___ Records

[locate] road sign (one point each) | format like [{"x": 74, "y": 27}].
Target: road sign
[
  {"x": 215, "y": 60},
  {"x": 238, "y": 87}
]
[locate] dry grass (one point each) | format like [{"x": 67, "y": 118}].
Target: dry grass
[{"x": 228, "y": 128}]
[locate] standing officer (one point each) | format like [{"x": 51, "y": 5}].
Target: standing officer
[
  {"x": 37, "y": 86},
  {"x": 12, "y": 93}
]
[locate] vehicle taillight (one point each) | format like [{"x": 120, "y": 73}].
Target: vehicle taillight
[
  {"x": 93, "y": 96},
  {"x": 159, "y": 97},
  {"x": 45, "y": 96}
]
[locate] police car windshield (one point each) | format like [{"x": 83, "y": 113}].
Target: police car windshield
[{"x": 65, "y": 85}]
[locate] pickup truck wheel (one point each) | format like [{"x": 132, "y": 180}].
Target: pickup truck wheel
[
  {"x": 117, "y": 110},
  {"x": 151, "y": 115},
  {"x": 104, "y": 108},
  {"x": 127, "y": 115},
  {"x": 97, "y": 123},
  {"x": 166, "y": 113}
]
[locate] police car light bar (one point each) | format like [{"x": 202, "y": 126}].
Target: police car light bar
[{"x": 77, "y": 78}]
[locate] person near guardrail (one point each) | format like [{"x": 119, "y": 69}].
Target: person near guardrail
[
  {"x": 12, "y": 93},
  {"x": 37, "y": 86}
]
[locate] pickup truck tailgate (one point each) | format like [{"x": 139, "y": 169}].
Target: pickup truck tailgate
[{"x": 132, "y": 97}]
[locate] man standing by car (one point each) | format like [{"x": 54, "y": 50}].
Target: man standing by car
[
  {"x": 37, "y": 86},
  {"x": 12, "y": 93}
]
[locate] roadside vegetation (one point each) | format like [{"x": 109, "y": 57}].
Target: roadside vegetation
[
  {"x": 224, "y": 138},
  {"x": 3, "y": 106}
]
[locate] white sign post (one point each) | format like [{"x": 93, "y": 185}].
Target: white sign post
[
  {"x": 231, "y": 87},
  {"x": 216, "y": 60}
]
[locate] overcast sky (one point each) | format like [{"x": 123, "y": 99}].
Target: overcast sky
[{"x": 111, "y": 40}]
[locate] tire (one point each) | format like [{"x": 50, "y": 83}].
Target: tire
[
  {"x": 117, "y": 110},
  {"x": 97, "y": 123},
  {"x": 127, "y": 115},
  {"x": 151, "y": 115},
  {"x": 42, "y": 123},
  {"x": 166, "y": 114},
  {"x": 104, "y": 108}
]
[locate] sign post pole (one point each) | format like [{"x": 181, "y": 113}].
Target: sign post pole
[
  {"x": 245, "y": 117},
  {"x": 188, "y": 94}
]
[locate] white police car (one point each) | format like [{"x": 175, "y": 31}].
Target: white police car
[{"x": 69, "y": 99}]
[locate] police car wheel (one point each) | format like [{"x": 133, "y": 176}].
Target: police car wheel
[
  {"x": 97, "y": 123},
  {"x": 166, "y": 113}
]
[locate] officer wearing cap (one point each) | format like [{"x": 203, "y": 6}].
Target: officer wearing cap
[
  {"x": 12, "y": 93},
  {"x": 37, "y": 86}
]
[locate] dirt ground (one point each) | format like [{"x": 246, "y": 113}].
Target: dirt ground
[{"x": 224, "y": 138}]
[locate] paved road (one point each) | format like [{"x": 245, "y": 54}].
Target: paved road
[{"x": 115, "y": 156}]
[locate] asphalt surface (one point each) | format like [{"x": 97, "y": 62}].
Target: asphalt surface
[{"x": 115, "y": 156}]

______

Express all of the material above as a JSON array of strings, one string per line, omitting any blank lines.

Expected answer =
[
  "[locate] road sign (one point each) | format like [{\"x\": 74, \"y\": 27}].",
  "Target: road sign",
  "[",
  "  {\"x\": 215, \"y\": 60},",
  "  {\"x\": 238, \"y\": 87}",
  "]",
  "[locate] dry grass (one point each) | format like [{\"x\": 67, \"y\": 118}].",
  "Target: dry grass",
  "[{\"x\": 228, \"y\": 128}]",
  "[locate] standing officer (one point each) | format like [{\"x\": 51, \"y\": 5}].",
  "Target: standing officer",
  "[",
  "  {\"x\": 37, \"y\": 86},",
  "  {\"x\": 12, \"y\": 93}",
  "]",
  "[locate] vehicle taillight (one point each) | format like [{\"x\": 120, \"y\": 73}].",
  "Target: vehicle taillight",
  "[",
  "  {\"x\": 93, \"y\": 96},",
  "  {\"x\": 159, \"y\": 97},",
  "  {\"x\": 45, \"y\": 96}",
  "]",
  "[locate] police car windshield (one point each) | format like [{\"x\": 83, \"y\": 113}].",
  "Target: police car windshield",
  "[{\"x\": 65, \"y\": 85}]",
  "[locate] pickup truck wheel (one point each) | format like [{\"x\": 132, \"y\": 180}].",
  "Target: pickup truck wheel",
  "[",
  "  {\"x\": 117, \"y\": 110},",
  "  {\"x\": 151, \"y\": 115},",
  "  {\"x\": 104, \"y\": 108},",
  "  {\"x\": 127, \"y\": 115},",
  "  {\"x\": 97, \"y\": 123},",
  "  {\"x\": 166, \"y\": 113}",
  "]",
  "[locate] police car light bar (one point each) | format like [{\"x\": 202, \"y\": 126}].",
  "Target: police car light bar",
  "[{\"x\": 77, \"y\": 78}]",
  "[locate] person near guardrail (one point each) | format like [{\"x\": 119, \"y\": 69}].",
  "Target: person near guardrail",
  "[",
  "  {\"x\": 12, \"y\": 93},",
  "  {\"x\": 37, \"y\": 86}",
  "]",
  "[locate] pickup truck tailgate (one point each) | format like [{\"x\": 139, \"y\": 169}].",
  "Target: pickup truck tailgate",
  "[{\"x\": 132, \"y\": 97}]",
  "[locate] man standing by car (one point each) | format like [{\"x\": 54, \"y\": 50}].",
  "Target: man standing by car",
  "[",
  "  {\"x\": 37, \"y\": 86},",
  "  {\"x\": 12, \"y\": 93}",
  "]",
  "[locate] roadside vegetation (one point each) | format like [{\"x\": 109, \"y\": 57}].",
  "Target: roadside vegetation",
  "[",
  "  {\"x\": 224, \"y\": 138},",
  "  {\"x\": 3, \"y\": 106}",
  "]",
  "[locate] white sign post (one point each) | format like [{\"x\": 93, \"y\": 185}].",
  "Target: white sign post",
  "[",
  "  {\"x\": 231, \"y\": 87},",
  "  {\"x\": 216, \"y\": 60}",
  "]",
  "[locate] overcast sky (one point each) | format like [{\"x\": 123, \"y\": 99}].",
  "Target: overcast sky",
  "[{\"x\": 111, \"y\": 40}]",
  "[locate] tire (one point each) | format like [{\"x\": 50, \"y\": 83}].",
  "Target: tire",
  "[",
  "  {\"x\": 117, \"y\": 110},",
  "  {\"x\": 97, \"y\": 123},",
  "  {\"x\": 127, \"y\": 115},",
  "  {\"x\": 151, \"y\": 115},",
  "  {\"x\": 42, \"y\": 123},",
  "  {\"x\": 166, \"y\": 114},",
  "  {\"x\": 104, \"y\": 108}",
  "]",
  "[locate] sign post pole (one point each) | format like [{\"x\": 181, \"y\": 113}].",
  "Target: sign post pole",
  "[",
  "  {\"x\": 245, \"y\": 117},",
  "  {\"x\": 188, \"y\": 94}",
  "]",
  "[locate] white police car (one point each) | format like [{\"x\": 175, \"y\": 31}].",
  "Target: white police car",
  "[{\"x\": 69, \"y\": 99}]",
  "[locate] police car wheel (one point each) | format like [{\"x\": 133, \"y\": 176}].",
  "Target: police car wheel",
  "[",
  "  {\"x\": 97, \"y\": 123},",
  "  {\"x\": 166, \"y\": 113}",
  "]",
  "[locate] officer wearing cap (one point each) | format like [{\"x\": 203, \"y\": 6}].",
  "Target: officer wearing cap",
  "[",
  "  {\"x\": 12, \"y\": 93},",
  "  {\"x\": 37, \"y\": 86}",
  "]",
  "[locate] dirt ground (one point each) | format like [{\"x\": 246, \"y\": 113}].",
  "Target: dirt ground",
  "[{\"x\": 224, \"y\": 138}]",
  "[locate] paved road (one point each) | format like [{\"x\": 245, \"y\": 54}].",
  "Target: paved road",
  "[{\"x\": 115, \"y\": 156}]",
  "[locate] asphalt surface (one point each) | format like [{\"x\": 97, \"y\": 62}].",
  "Target: asphalt surface",
  "[{\"x\": 115, \"y\": 156}]"
]